■ **To do**
Output the lines below verbatim, starting at the first line and ending at the line that contains "top-left (651, 157), bottom-right (756, 225)", with both of those lines included.

■ **Record extracts**

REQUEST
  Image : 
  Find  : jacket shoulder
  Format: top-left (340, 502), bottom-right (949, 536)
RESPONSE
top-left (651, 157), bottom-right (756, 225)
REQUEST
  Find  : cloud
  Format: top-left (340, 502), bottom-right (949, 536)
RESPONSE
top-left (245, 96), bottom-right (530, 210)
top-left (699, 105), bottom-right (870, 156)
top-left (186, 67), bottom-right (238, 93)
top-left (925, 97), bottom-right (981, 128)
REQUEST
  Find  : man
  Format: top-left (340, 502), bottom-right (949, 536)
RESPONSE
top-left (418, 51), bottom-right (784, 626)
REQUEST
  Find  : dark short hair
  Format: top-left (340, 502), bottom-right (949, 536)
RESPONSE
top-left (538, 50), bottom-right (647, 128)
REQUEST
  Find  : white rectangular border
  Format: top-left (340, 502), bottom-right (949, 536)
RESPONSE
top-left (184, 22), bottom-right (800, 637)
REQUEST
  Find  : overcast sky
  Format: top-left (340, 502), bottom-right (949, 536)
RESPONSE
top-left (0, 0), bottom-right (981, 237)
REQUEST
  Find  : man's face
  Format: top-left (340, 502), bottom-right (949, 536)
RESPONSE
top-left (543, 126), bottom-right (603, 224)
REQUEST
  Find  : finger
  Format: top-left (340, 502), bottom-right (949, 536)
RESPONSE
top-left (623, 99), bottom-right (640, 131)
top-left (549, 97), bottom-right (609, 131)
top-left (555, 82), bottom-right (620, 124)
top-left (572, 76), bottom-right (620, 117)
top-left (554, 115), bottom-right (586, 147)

■ **The completed task**
REQUEST
  Image : 
  Find  : jacket shoulder
  Format: top-left (340, 502), bottom-right (949, 536)
RESPONSE
top-left (651, 157), bottom-right (756, 225)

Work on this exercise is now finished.